[Set task a]: Repeat the whole text about the village of Carleton Forehoe word for word.

Carleton Forehoe is a village and former civil parish  west of Norwich, now in the parish of Kimberley, in the South Norfolk district, in the county of Norfolk, England. In 1931 the parish had a population of 123.

History
Carleton Forehoe's name is of Anglo-Saxon and Viking origin and derives from an amalgamation of the Old English and Old Norse for a settlement of free men close to four earthen mounds.

In the Domesday Book, Carleton Forehoe was recorded Carletuna/Karletuna with 40 households and the principal village in the hundred of Forehoe. The land of the village was divided between King William, Alan of Brittany and St Benet's Abbey. 

On 1 April 1935 the parish was abolished and merged with Kimberley.

St. Mary's Church
Carleton Forehoe's Parish Church is of Norman origin and is dedicated to Saint Mary. It is unusual for Norfolk churches due to the red brick elements of the churchtower.

[Set task b]: In the records below, copy out only the lines from the line with "Point out every instance of the red" to the line with "x=254, y=196", both of those lines included, keeping every word the same.

[Provided data]:
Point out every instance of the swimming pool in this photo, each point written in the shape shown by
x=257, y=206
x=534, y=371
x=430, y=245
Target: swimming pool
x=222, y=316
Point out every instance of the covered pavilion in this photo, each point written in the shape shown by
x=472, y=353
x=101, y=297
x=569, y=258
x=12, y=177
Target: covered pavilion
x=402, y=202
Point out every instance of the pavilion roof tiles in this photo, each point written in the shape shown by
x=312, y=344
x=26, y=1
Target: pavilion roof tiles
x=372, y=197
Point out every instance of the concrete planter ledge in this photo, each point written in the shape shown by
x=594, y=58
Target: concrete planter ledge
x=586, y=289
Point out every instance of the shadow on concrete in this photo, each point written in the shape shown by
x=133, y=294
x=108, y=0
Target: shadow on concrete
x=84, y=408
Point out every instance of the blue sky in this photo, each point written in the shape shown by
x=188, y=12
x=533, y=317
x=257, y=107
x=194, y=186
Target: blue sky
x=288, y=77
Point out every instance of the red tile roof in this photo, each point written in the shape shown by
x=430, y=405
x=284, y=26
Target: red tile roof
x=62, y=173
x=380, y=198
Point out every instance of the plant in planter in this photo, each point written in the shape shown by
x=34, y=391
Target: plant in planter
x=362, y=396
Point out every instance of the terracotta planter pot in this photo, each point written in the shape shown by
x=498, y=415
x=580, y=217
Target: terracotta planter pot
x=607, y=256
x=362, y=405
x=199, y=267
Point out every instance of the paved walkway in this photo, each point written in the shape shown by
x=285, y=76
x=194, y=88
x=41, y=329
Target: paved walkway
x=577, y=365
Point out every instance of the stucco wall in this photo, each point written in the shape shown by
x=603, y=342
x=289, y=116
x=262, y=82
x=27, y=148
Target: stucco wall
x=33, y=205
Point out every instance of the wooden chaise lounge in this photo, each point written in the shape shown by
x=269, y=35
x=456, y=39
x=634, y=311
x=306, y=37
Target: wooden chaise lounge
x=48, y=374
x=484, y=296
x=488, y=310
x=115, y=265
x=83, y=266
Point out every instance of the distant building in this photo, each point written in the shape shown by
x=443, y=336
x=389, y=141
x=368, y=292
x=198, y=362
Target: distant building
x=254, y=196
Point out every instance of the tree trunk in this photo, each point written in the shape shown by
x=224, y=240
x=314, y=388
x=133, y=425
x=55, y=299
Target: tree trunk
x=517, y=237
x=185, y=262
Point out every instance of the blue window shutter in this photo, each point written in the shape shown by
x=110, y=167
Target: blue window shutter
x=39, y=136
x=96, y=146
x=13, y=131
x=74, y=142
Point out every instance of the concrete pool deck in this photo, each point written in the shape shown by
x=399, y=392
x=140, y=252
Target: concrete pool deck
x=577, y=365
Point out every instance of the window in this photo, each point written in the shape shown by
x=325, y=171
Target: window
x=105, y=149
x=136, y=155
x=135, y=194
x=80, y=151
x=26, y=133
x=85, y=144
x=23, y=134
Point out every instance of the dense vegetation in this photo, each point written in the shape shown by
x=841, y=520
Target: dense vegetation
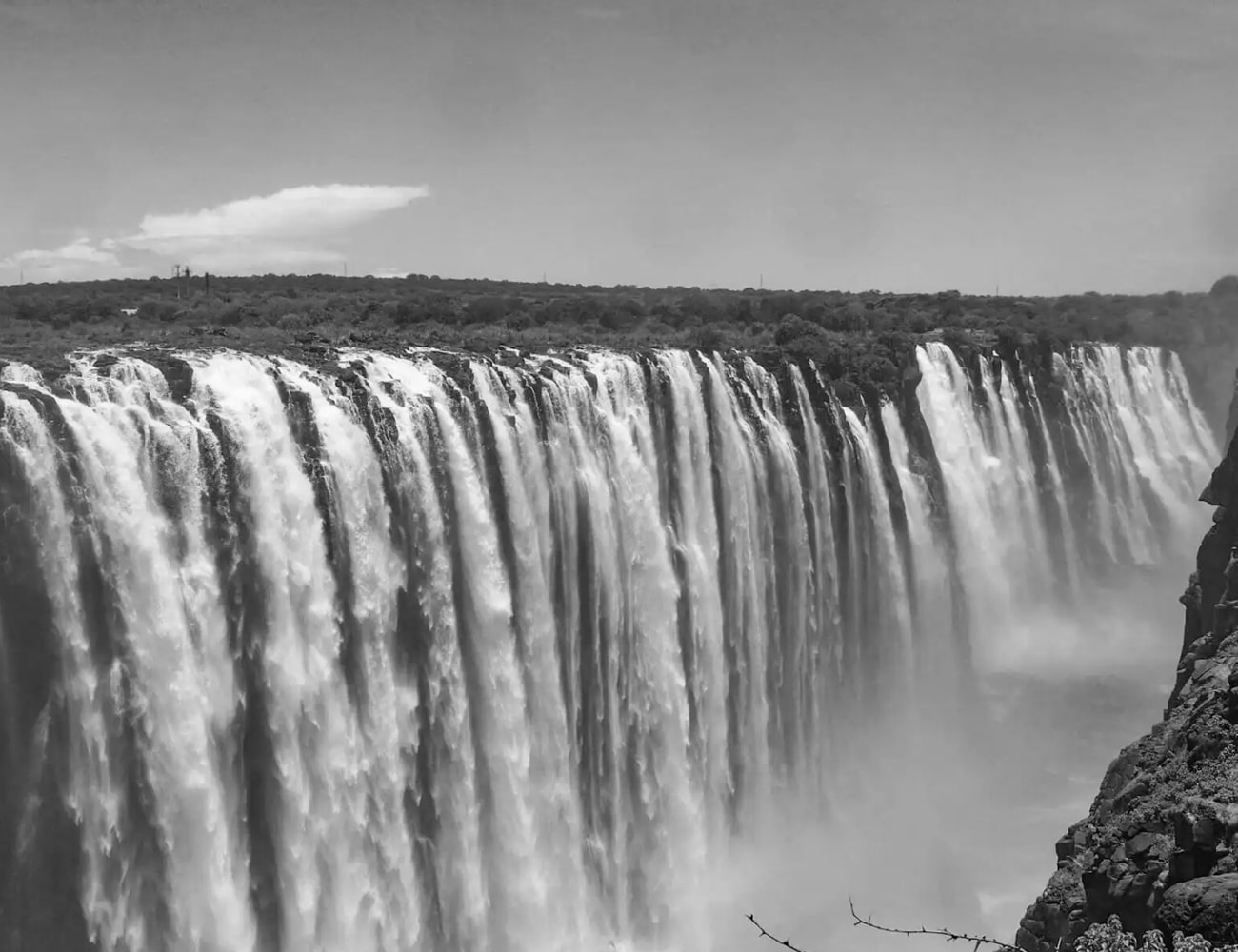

[Right answer a]:
Carleton Forehoe is a village and former civil parish  west of Norwich, now in the parish of Kimberley, in the South Norfolk district, in the county of Norfolk, England. In 1931 the parish had a population of 123.

History
Carleton Forehoe's name is of Anglo-Saxon and Viking origin and derives from an amalgamation of the Old English and Old Norse for a settlement of free men close to four earthen mounds.

In the Domesday Book, Carleton Forehoe was recorded Carletuna/Karletuna with 40 households and the principal village in the hundred of Forehoe. The land of the village was divided between King William, Alan of Brittany and St Benet's Abbey. 

On 1 April 1935 the parish was abolished and merged with Kimberley.

St. Mary's Church
Carleton Forehoe's Parish Church is of Norman origin and is dedicated to Saint Mary. It is unusual for Norfolk churches due to the red brick elements of the churchtower.

[Right answer b]:
Point out every instance of the red tile roof in this photo, each point written in the shape shown by
x=430, y=405
x=284, y=26
Target: red tile roof
x=62, y=173
x=380, y=198
Point out every instance of the plant in planter in this photo, each point written in the shape shown by
x=34, y=391
Target: plant in planter
x=362, y=396
Point out every instance of the terracotta planter pot in this photo, each point written in the shape shown by
x=498, y=415
x=580, y=217
Target: terracotta planter pot
x=607, y=256
x=362, y=405
x=199, y=267
Point out every instance of the paved walkway in this photo, each point written in the shape shown by
x=285, y=76
x=194, y=88
x=41, y=329
Target: paved walkway
x=577, y=365
Point out every instance of the stucco wall in this photo, each point written in the shape shown by
x=603, y=342
x=289, y=116
x=262, y=82
x=27, y=148
Target: stucco wall
x=33, y=205
Point out every instance of the wooden chaise lounge in this photo, each point written in the shape shown by
x=269, y=35
x=456, y=39
x=634, y=311
x=306, y=37
Target: wooden chaise lounge
x=48, y=374
x=484, y=296
x=488, y=310
x=115, y=265
x=83, y=266
Point out every instance of the distant building in this photo, each point written in the shape shown by
x=443, y=336
x=389, y=141
x=368, y=292
x=198, y=362
Target: distant building
x=254, y=196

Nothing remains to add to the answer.